— start RAW DATA —

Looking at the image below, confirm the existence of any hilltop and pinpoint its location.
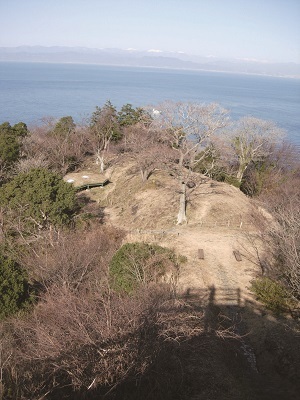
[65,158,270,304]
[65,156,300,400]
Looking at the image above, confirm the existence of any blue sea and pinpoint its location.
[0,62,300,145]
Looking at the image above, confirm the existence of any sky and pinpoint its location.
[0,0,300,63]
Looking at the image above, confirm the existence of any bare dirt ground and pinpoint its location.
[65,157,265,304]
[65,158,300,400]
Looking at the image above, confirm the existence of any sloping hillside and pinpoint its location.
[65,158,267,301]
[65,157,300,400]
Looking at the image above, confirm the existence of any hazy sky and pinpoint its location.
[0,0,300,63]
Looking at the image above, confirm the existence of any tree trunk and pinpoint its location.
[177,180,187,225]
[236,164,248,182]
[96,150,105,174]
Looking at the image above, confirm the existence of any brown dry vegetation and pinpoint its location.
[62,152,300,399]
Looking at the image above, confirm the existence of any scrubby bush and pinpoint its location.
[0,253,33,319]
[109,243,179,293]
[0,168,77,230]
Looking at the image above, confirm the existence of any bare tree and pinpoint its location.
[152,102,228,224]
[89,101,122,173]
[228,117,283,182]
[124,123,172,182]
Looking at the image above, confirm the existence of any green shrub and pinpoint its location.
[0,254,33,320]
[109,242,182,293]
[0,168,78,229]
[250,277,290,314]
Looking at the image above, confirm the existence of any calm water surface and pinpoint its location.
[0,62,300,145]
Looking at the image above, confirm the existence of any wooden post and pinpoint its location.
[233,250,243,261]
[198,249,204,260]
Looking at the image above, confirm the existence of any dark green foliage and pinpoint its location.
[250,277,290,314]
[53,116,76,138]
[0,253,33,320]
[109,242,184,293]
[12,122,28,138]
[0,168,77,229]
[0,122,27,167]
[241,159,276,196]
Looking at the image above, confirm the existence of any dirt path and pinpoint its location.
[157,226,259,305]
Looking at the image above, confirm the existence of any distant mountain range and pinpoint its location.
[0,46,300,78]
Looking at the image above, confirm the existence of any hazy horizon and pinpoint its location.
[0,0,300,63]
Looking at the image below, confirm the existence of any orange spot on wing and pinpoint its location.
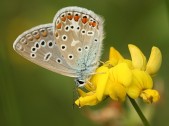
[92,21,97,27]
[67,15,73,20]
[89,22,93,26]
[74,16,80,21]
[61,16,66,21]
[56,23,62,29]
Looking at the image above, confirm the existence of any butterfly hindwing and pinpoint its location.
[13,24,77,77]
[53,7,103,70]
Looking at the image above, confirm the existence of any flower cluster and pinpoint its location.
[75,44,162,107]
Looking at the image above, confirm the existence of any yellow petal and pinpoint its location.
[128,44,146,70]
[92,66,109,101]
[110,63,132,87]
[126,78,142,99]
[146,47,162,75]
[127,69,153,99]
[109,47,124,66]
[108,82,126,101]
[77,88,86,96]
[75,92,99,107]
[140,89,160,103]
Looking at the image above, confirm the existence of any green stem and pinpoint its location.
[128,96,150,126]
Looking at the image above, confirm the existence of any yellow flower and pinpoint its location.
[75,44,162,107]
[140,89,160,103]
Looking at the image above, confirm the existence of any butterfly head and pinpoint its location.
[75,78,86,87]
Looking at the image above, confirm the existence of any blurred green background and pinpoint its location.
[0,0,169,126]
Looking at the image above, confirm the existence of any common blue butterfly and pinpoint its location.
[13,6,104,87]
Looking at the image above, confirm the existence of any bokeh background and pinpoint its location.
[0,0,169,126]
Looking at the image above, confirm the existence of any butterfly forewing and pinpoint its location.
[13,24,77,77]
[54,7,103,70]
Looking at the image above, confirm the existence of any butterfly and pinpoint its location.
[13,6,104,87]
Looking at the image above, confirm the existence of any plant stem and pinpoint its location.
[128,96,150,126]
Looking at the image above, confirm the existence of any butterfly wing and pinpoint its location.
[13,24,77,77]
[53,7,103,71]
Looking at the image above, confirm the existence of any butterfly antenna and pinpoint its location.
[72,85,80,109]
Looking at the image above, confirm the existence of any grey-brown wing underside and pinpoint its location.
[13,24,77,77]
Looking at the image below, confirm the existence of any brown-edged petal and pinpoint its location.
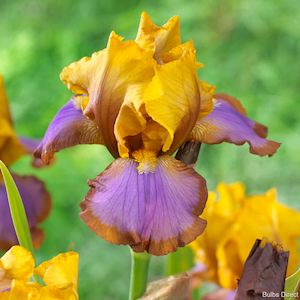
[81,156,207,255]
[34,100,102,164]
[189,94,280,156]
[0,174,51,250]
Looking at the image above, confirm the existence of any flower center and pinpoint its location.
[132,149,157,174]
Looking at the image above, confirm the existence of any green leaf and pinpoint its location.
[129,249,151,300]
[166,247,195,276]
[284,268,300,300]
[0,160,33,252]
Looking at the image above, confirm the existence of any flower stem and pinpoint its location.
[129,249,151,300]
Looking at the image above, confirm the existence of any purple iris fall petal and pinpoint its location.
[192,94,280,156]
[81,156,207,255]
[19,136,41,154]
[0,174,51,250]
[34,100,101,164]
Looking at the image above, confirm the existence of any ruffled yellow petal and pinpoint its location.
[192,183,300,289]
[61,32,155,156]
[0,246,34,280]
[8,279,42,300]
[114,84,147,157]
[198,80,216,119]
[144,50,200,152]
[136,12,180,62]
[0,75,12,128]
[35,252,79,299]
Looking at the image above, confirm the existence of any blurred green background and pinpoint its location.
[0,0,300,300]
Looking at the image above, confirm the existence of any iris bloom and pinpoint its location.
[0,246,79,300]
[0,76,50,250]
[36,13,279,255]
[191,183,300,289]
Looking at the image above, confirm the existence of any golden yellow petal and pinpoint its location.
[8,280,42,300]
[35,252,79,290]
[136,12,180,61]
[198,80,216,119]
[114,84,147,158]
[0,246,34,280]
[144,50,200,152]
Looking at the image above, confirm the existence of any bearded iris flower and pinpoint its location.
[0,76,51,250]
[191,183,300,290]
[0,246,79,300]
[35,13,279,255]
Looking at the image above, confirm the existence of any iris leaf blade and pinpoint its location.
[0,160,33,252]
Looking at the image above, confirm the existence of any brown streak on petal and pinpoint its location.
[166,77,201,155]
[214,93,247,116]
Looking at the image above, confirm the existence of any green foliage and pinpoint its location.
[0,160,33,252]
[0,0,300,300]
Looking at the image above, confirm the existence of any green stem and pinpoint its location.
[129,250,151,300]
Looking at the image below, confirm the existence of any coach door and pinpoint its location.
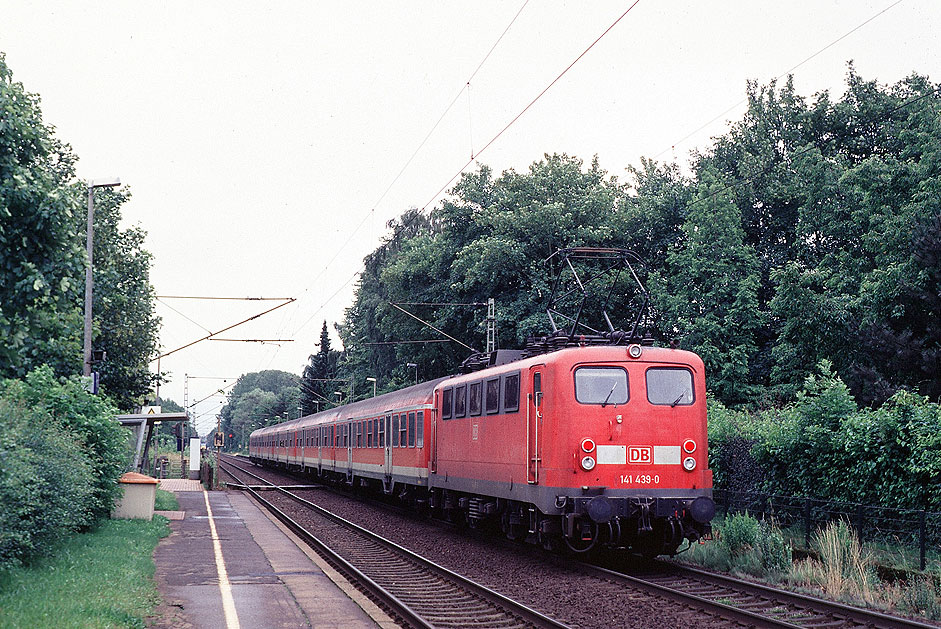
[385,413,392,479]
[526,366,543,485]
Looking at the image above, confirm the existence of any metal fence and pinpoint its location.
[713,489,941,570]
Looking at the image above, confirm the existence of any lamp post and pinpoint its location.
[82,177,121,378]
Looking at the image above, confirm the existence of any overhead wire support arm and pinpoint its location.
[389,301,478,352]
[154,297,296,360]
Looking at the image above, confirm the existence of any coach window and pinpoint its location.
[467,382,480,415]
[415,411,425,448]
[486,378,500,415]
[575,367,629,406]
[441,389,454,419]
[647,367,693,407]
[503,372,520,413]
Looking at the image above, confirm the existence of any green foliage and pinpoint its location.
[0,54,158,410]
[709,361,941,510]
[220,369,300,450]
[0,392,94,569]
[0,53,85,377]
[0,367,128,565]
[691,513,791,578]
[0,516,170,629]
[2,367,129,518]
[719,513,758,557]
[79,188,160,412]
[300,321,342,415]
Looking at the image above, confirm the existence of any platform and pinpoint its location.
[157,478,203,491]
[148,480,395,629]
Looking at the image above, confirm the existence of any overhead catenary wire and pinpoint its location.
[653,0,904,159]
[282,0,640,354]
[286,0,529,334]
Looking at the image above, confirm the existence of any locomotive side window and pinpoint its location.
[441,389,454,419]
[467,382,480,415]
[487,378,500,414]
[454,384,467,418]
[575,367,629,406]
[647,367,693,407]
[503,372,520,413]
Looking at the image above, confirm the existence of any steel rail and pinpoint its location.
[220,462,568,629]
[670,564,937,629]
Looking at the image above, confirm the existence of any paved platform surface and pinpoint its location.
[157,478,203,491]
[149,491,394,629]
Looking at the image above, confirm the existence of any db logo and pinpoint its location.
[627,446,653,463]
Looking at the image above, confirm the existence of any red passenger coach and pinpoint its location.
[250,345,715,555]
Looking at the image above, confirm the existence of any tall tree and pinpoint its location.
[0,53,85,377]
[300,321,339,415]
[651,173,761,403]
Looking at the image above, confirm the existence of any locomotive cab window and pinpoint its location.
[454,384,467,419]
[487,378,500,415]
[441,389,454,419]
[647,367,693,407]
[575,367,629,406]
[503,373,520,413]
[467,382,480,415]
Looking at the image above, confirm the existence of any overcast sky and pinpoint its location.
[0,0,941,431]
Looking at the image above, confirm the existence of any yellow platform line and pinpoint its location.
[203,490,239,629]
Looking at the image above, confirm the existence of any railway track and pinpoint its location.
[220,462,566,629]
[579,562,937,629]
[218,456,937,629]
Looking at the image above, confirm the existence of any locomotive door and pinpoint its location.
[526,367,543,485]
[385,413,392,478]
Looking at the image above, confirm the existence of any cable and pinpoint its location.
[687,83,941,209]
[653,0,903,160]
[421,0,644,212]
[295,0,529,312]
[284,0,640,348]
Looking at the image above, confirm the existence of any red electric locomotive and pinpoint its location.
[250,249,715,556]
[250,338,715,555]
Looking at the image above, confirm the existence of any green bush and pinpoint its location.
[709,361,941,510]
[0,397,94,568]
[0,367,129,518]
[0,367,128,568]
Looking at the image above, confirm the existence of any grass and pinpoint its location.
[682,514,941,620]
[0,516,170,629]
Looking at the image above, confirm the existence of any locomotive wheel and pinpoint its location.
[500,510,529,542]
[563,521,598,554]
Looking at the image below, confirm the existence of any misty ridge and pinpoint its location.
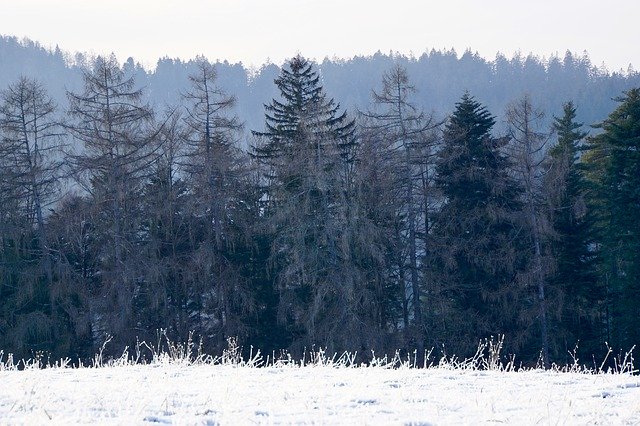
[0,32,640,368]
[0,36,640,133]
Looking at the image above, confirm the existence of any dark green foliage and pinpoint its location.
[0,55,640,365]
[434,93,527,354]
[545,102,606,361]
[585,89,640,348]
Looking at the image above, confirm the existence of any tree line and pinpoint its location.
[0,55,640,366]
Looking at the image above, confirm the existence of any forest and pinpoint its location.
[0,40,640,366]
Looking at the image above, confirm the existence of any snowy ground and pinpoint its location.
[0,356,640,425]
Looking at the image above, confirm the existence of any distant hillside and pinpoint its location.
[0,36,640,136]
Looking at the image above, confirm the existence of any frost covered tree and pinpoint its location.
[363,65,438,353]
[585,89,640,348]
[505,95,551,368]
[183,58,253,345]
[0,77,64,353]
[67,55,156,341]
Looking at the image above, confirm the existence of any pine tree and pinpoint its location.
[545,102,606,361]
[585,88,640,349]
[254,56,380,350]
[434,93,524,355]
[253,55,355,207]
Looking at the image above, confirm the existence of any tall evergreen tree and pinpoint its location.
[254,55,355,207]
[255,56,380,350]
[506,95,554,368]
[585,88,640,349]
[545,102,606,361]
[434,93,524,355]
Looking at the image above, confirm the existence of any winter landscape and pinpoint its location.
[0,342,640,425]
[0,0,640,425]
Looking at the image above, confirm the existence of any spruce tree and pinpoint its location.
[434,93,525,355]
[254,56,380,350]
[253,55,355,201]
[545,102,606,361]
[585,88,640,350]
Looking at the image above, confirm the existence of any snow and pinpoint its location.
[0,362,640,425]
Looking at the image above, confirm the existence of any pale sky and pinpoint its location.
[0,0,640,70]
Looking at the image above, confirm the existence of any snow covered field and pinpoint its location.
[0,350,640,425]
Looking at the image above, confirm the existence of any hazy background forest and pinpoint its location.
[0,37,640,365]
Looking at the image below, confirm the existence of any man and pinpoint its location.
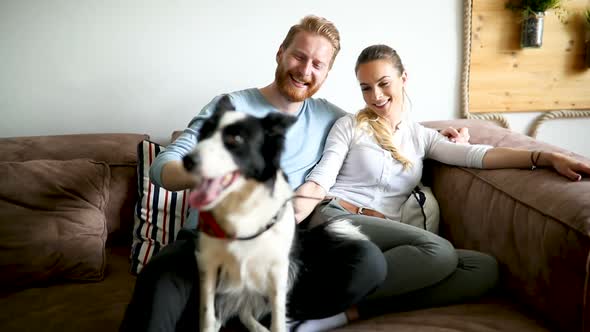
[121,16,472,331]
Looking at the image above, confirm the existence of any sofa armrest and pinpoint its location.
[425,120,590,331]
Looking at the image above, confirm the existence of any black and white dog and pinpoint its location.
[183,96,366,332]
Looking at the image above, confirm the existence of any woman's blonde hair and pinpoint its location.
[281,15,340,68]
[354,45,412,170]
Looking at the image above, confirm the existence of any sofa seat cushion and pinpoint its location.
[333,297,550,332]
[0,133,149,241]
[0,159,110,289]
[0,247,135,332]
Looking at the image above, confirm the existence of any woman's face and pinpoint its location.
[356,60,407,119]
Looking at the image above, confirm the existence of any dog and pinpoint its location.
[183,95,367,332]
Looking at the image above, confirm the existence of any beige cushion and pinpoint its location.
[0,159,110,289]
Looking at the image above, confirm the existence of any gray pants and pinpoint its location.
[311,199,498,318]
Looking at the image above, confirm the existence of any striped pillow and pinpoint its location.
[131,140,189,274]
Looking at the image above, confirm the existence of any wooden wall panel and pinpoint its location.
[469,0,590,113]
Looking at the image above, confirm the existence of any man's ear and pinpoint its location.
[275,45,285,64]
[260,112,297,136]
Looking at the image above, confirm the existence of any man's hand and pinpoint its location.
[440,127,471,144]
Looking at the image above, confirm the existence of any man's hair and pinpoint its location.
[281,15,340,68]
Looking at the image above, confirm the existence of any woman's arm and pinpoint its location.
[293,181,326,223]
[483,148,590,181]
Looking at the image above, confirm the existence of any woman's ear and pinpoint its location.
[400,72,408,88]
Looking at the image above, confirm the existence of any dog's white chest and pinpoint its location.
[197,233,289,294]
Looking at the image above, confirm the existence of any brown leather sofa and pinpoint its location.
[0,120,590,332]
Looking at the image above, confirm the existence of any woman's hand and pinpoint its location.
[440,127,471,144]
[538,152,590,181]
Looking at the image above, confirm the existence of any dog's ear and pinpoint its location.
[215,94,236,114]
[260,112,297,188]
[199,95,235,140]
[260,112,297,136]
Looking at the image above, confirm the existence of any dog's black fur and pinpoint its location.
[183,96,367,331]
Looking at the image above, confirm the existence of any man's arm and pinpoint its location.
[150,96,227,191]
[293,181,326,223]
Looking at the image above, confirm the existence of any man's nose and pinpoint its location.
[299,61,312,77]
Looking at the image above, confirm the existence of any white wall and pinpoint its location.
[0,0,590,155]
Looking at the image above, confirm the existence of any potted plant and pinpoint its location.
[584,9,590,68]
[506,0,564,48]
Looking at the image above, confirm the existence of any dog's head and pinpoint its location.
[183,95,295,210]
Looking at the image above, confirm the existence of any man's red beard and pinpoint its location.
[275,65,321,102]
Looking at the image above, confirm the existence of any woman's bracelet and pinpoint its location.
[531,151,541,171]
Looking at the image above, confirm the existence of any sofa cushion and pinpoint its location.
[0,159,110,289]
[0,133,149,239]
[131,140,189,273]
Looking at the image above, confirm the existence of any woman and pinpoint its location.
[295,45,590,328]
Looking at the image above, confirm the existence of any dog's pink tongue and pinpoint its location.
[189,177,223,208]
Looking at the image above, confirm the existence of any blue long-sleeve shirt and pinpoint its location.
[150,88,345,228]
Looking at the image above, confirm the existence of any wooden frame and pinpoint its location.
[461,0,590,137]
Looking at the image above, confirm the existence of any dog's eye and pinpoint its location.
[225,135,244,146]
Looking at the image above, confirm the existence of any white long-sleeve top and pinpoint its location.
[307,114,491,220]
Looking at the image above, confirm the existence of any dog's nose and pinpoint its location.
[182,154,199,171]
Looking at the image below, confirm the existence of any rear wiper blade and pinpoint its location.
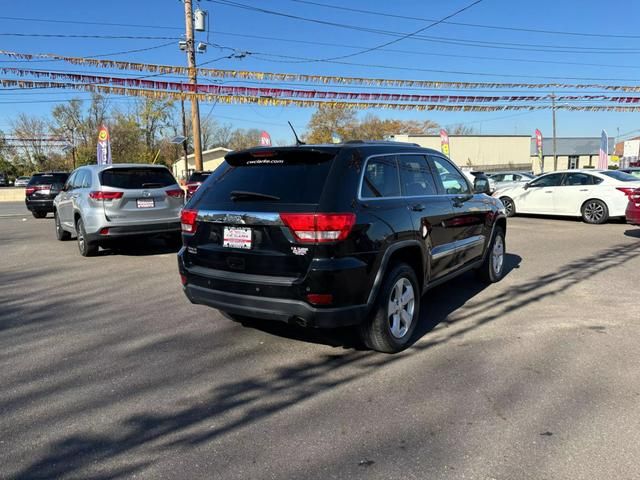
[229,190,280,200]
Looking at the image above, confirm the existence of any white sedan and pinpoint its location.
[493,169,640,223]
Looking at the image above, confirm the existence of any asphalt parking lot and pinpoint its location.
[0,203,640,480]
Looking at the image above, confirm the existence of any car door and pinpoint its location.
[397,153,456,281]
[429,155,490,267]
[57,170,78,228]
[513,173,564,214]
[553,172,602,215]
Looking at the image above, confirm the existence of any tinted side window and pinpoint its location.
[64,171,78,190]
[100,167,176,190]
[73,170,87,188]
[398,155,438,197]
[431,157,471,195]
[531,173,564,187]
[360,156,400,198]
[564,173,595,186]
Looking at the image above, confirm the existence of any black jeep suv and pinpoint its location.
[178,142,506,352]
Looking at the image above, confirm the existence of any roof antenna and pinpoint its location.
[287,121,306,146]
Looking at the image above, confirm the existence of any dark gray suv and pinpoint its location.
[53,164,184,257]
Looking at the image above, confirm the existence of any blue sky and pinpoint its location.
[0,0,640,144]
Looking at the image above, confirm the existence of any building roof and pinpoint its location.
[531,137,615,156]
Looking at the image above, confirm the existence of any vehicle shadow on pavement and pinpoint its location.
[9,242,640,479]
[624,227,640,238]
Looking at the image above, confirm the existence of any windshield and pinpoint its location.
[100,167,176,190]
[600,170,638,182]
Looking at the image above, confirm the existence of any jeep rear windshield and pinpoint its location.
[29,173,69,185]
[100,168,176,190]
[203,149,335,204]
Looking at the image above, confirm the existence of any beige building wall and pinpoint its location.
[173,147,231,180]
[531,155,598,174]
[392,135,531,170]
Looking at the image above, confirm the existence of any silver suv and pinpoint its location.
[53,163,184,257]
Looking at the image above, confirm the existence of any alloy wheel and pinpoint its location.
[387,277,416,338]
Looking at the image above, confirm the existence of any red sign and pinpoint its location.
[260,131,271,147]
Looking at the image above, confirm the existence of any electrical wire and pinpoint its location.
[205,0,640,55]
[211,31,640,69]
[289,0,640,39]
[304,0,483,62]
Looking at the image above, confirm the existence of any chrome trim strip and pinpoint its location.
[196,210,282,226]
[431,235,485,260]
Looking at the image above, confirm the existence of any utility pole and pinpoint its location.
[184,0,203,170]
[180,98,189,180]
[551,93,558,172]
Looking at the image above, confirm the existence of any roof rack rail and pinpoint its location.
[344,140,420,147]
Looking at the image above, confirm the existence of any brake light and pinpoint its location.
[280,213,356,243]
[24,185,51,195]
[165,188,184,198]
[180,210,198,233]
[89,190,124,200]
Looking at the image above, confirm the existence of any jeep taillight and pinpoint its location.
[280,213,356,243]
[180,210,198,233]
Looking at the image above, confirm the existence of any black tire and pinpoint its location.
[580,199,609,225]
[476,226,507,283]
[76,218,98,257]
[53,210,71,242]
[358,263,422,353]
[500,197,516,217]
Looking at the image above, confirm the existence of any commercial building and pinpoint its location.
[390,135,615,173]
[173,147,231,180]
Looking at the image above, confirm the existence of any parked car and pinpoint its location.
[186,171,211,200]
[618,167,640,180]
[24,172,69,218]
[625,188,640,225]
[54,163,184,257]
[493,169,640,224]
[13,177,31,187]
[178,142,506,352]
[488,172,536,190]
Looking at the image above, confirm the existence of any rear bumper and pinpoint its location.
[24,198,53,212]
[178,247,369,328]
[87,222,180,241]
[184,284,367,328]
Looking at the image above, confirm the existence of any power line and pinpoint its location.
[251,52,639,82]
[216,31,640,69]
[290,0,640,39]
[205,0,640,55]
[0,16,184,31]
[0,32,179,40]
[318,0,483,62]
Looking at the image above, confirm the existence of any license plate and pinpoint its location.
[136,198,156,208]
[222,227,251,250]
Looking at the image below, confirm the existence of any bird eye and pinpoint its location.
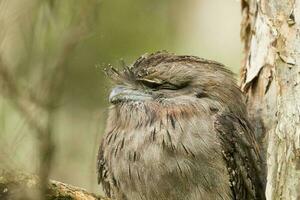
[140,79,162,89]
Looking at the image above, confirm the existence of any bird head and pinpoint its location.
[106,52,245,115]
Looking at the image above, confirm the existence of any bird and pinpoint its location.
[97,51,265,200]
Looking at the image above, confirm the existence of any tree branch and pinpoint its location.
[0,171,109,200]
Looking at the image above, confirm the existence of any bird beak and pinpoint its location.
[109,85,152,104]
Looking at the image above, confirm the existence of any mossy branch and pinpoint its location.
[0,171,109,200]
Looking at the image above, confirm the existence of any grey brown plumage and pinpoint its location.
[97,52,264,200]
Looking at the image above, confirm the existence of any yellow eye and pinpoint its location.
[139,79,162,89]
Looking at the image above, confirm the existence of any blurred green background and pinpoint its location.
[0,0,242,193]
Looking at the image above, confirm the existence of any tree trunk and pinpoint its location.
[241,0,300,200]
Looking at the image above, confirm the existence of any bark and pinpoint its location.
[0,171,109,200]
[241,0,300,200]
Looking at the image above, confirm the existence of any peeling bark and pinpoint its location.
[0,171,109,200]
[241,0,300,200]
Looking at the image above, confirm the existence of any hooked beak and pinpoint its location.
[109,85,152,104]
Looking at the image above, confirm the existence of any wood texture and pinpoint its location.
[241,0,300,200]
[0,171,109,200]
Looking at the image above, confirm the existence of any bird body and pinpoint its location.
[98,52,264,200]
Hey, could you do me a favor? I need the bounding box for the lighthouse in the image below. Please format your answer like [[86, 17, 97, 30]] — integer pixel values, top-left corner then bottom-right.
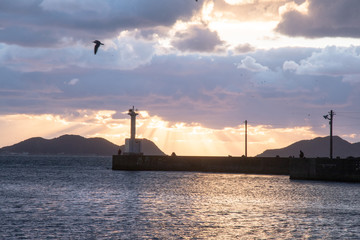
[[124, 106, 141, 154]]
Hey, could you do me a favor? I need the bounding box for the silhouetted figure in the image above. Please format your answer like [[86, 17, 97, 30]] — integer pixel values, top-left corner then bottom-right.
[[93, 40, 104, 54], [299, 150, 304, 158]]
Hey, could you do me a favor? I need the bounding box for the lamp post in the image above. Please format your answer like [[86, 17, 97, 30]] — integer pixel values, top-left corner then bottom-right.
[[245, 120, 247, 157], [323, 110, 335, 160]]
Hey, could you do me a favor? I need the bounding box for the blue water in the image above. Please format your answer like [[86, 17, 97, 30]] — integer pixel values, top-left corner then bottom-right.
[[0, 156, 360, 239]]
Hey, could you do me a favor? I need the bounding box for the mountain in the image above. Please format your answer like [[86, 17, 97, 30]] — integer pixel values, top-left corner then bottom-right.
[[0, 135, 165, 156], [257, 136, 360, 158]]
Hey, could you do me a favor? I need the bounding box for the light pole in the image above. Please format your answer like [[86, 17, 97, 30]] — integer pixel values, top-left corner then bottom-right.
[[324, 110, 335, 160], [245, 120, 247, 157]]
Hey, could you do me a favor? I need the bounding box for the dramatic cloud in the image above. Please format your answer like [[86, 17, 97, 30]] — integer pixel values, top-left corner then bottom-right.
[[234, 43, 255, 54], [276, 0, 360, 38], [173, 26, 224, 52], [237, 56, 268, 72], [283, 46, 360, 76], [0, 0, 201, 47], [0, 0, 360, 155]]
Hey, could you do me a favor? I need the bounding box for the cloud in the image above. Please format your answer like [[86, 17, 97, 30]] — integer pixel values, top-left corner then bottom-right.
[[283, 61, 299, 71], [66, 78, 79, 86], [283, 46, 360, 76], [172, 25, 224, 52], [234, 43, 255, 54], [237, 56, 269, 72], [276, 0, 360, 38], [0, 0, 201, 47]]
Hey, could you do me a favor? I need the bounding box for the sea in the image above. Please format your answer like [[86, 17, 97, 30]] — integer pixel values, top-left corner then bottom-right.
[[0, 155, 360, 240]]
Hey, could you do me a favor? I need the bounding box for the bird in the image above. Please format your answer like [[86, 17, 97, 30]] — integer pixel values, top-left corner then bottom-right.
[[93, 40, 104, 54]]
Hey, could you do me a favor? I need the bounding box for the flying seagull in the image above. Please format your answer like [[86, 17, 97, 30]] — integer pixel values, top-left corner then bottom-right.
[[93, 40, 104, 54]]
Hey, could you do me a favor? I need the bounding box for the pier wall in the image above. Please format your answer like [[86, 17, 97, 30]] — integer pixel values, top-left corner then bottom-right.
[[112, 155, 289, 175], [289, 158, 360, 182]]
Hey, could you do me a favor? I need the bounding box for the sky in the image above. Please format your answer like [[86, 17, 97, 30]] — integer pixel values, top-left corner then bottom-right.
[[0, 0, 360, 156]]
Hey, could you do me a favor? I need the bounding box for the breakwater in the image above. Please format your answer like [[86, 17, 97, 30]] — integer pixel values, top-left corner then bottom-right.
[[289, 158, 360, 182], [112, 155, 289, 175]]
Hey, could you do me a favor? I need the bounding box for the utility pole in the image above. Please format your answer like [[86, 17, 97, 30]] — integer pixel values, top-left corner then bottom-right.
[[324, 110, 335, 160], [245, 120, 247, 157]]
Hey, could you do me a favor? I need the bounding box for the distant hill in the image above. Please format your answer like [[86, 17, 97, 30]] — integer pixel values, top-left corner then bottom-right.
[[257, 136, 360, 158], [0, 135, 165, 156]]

— end RAW DATA —

◆ **WHAT YOU HAVE TO DO**: Please reproduce the listing word for word, starting at the line that contains "Looking at the image above, confirm the existence of any snowy" and stopping after the line that contains "[0,37,640,365]".

◆ **TASK OUTPUT**:
Looking at the image above, confirm the existence of any snowy ground and pinpoint its location.
[0,356,640,425]
Looking at the image above, confirm the existence of any distant hillside and pinpoint its location.
[0,36,640,136]
Looking at the image above, confirm the existence of any frost covered tree and pinpoint its location.
[363,65,438,353]
[585,89,640,348]
[505,95,551,368]
[183,58,253,345]
[0,77,64,353]
[67,55,156,341]
Looking at the image above, confirm the existence of any pine tree and pinpoint its location.
[545,102,606,361]
[585,88,640,349]
[254,56,380,350]
[434,93,524,355]
[253,55,355,207]
Looking at the image above, confirm the existence of any tall evergreen tree and pinpoint its location.
[254,55,355,207]
[255,56,380,350]
[506,95,554,368]
[585,88,640,349]
[545,102,606,361]
[434,93,524,355]
Looking at the image above, confirm the existence of any winter landscape and pinpoint its location.
[0,342,640,425]
[0,0,640,425]
Looking at the image above, confirm the existence of any spruce tree and pinpoint its location.
[434,93,525,355]
[254,56,380,350]
[253,55,355,201]
[545,102,606,361]
[585,88,640,350]
Looking at the image above, confirm the existence of any snow and pinpoint its location.
[0,362,640,425]
Looking at the image above, confirm the existence of any pale sky and pinpoint its location.
[0,0,640,70]
Looking at the image above, confirm the existence of any snow covered field and pinpoint its location.
[0,350,640,425]
Looking at the image above, confirm the existence of any hazy background forest and pinpoint its location.
[0,37,640,365]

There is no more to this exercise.